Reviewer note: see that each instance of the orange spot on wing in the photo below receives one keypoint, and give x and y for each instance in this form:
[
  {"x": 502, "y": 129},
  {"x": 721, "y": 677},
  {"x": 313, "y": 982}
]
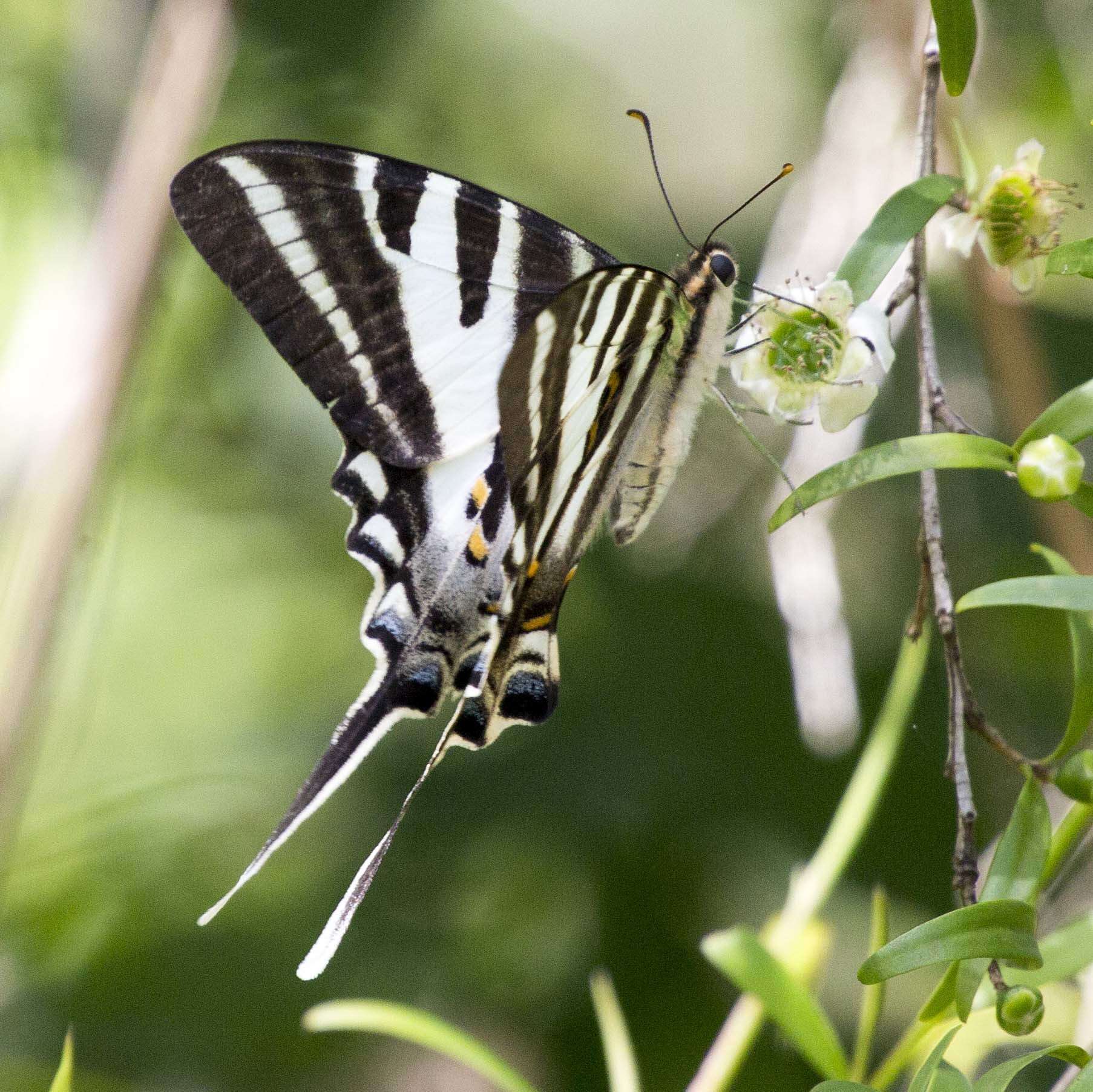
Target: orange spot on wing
[{"x": 477, "y": 546}]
************
**About this exercise:**
Give every entry again as it is, dropping its pictures.

**Task result:**
Reviewer note: see that each instance of the orange spot on wing in the photo below receives one keypoint, and give x and y for each instance in this form:
[
  {"x": 502, "y": 129},
  {"x": 721, "y": 677},
  {"x": 313, "y": 982}
]
Target: orange spot on wing
[{"x": 477, "y": 546}]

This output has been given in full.